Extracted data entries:
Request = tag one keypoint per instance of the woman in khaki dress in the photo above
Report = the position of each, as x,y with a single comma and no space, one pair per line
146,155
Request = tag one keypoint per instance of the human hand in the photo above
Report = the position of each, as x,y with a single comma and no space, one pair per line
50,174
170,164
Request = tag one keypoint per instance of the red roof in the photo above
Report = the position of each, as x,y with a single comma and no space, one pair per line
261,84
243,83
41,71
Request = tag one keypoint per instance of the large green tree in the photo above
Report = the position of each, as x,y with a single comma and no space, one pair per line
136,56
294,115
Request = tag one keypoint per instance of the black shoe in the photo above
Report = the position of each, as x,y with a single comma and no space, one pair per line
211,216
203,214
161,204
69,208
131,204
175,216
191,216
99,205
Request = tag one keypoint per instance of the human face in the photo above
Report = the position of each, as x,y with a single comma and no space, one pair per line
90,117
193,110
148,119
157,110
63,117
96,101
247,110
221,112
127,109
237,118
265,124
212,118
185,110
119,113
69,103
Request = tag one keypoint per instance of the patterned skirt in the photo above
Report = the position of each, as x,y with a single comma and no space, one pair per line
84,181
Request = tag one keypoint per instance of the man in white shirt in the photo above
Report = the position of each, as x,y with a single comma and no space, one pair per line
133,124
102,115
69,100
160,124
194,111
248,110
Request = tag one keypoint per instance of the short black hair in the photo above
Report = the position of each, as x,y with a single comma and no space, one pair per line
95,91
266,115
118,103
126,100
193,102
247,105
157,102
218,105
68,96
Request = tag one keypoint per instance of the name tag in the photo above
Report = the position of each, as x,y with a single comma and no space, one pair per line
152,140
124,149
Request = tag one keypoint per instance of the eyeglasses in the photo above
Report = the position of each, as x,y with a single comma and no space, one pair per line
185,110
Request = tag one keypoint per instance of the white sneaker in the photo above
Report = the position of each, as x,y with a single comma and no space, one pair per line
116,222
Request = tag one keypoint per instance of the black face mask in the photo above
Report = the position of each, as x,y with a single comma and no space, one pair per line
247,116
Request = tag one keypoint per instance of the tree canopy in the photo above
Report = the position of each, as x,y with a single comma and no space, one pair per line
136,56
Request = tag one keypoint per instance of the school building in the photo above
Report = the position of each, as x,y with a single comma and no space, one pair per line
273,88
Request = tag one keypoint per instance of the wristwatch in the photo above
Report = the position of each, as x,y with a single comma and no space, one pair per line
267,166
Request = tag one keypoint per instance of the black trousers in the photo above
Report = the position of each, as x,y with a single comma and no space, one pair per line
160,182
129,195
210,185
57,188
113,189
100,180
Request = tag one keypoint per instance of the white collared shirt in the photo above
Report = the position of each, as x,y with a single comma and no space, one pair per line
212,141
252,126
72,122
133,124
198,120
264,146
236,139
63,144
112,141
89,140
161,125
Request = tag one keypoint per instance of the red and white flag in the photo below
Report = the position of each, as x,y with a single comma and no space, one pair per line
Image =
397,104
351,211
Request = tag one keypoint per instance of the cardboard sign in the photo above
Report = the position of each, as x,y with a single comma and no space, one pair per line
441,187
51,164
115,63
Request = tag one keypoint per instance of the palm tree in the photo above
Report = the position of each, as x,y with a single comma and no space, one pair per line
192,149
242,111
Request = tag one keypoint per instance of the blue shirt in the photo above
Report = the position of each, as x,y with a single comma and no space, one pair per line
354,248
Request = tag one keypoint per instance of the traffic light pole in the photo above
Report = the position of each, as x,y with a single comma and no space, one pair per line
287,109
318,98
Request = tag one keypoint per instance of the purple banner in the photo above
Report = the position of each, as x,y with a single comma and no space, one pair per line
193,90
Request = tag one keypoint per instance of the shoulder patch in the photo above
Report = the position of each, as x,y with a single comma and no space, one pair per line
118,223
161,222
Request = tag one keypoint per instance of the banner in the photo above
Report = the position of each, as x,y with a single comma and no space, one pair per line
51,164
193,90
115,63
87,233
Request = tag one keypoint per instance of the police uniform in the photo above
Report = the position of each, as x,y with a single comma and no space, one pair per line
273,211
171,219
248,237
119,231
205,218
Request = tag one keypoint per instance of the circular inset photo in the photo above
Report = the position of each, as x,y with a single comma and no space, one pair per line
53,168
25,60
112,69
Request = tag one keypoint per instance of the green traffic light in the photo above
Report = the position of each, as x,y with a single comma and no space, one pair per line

...

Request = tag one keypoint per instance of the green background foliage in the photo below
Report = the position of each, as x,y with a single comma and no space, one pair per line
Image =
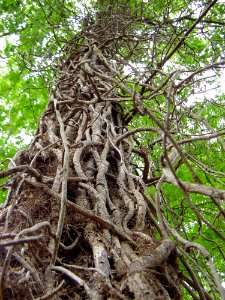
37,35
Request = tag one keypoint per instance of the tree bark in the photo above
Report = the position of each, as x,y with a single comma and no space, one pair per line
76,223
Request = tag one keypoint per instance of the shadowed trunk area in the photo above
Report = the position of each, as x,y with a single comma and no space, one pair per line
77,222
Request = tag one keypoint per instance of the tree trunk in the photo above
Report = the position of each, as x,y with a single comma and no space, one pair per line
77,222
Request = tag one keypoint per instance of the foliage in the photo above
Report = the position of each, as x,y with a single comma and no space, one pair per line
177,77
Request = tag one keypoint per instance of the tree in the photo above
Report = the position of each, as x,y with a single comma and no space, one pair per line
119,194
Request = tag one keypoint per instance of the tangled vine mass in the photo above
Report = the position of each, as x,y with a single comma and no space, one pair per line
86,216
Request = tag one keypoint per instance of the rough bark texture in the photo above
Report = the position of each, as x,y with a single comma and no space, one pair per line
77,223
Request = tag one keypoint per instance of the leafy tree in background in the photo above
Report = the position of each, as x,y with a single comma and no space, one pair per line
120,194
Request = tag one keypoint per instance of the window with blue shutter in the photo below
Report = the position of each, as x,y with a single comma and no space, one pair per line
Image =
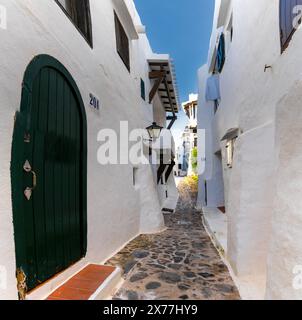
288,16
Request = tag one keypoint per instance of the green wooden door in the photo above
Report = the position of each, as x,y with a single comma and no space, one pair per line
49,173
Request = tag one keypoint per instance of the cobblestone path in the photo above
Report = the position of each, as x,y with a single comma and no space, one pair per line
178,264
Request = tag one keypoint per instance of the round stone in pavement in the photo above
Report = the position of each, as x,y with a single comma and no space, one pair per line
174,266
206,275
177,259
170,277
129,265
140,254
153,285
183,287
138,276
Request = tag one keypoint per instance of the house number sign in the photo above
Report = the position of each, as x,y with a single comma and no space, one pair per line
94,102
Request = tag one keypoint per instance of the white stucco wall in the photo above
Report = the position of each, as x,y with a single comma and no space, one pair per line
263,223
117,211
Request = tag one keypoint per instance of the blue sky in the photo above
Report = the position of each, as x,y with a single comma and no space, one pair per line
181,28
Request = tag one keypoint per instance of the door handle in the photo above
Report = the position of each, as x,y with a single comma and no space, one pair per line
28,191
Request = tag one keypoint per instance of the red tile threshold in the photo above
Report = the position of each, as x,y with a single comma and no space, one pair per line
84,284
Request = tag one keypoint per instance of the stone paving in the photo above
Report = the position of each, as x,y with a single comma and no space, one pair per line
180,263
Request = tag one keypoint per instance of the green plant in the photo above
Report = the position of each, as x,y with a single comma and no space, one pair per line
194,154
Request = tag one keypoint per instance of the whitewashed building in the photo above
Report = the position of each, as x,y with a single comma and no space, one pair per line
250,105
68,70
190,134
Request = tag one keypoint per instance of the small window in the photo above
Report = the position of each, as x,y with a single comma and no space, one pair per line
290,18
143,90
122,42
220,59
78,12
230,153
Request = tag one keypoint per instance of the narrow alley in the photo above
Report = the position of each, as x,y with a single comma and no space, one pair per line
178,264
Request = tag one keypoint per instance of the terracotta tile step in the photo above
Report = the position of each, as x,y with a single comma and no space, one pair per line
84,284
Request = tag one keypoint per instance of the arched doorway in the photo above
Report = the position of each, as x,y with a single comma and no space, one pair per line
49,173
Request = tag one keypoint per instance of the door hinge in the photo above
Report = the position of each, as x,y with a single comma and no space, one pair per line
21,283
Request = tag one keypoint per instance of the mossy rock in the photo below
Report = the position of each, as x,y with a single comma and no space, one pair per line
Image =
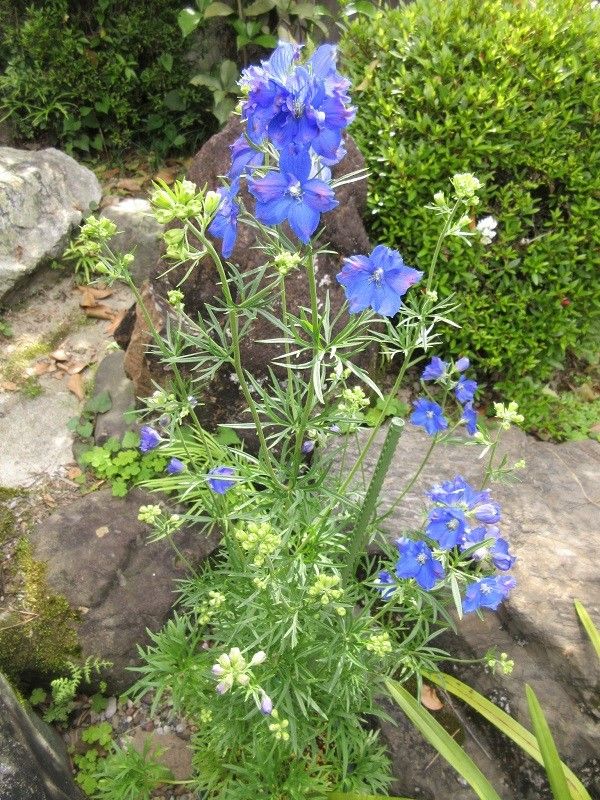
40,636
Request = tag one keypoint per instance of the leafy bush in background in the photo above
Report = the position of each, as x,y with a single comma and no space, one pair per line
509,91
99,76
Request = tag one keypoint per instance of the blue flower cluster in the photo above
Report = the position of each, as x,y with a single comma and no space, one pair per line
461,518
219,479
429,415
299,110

* * *

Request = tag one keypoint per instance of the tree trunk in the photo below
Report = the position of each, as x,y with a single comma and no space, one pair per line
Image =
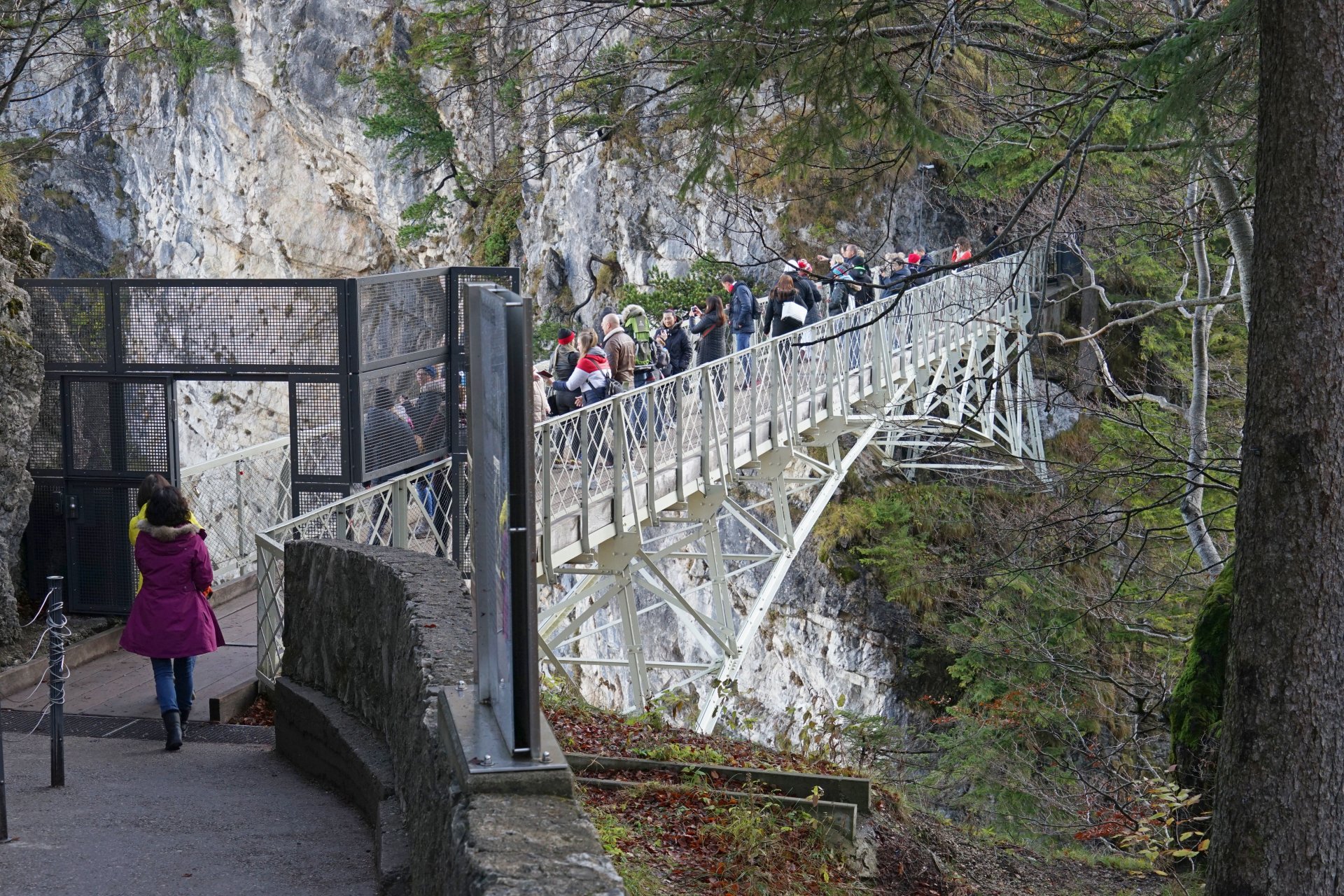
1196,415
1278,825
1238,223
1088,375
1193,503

Requirements: Locate every line in the listing above that contains the string "banner" and copy each of those lines. Case counts.

Problem solution:
Request = tag one keypoint per instance of the purple banner in the photo above
Request = tag one keypoint per instance of the banner in the photo above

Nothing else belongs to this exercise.